## MATERIAL FOR THE TASK:
__________

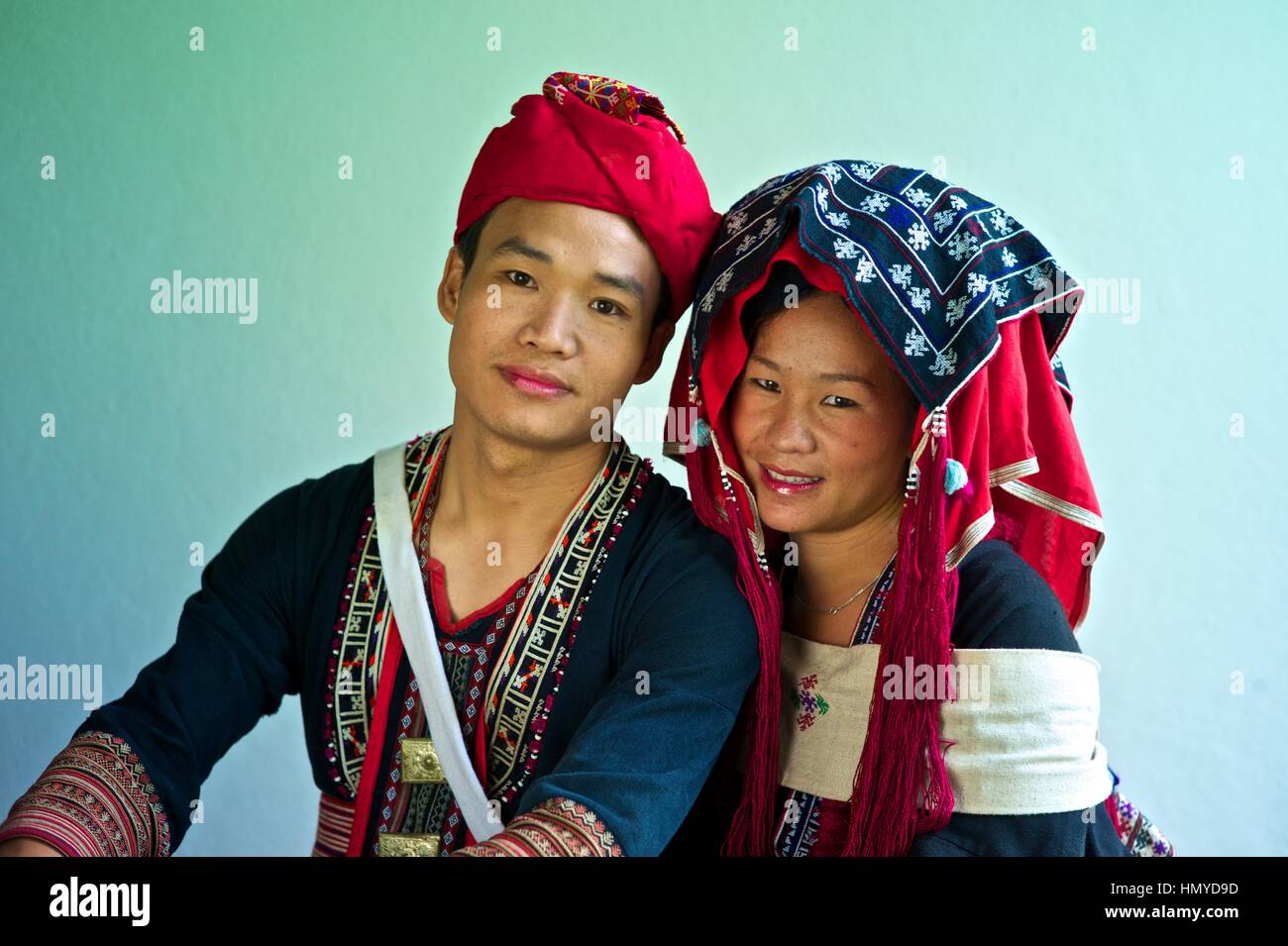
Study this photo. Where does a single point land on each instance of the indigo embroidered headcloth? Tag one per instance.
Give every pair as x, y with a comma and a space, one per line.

__________

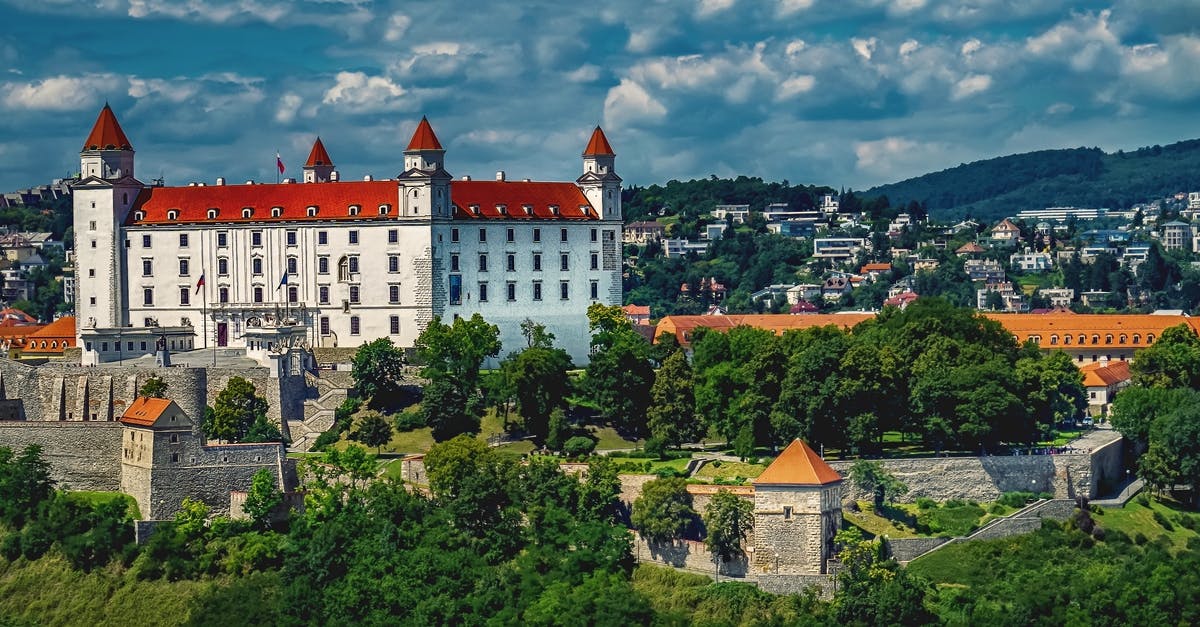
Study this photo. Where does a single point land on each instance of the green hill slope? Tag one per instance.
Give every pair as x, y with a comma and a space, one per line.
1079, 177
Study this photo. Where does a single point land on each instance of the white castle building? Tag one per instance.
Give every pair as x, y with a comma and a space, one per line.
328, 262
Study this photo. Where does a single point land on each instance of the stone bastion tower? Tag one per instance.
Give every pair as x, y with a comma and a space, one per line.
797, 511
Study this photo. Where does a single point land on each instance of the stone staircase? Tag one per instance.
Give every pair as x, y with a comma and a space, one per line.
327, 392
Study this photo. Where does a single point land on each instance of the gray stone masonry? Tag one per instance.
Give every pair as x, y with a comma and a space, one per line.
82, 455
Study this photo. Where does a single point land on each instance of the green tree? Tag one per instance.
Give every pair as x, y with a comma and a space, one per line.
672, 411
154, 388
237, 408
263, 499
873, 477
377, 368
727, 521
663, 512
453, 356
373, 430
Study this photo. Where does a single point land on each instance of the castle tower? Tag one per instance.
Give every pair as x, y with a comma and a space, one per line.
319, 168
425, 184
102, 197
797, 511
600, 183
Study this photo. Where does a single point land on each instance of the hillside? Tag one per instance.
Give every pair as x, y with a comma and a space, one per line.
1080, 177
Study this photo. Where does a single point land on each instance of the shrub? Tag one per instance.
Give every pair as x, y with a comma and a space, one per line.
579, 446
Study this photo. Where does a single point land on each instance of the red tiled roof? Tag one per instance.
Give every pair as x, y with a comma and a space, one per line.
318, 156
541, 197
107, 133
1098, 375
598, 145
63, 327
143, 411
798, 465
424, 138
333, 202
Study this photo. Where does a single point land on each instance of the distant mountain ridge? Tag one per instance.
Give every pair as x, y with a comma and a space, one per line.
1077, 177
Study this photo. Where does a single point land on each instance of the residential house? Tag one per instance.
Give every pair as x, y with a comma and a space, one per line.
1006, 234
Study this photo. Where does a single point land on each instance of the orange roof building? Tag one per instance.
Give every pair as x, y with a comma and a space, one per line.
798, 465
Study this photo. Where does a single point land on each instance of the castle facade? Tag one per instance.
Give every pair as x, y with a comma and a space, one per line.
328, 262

__________

Locate each line in the listing above that contains the word "stone" and copy it in full. Case counts, so only an occurrence with identical capitalization qualifies.

Study this photo. Where does a single point land on each instance of the stone bastion tower? Tag one per instance.
Study this photo. Where does a single point land on each instance of the stone staircase? Tag one per instance.
Study this photo. Where does a single point land on each instance of the gray stone masonry? Tag one per instance.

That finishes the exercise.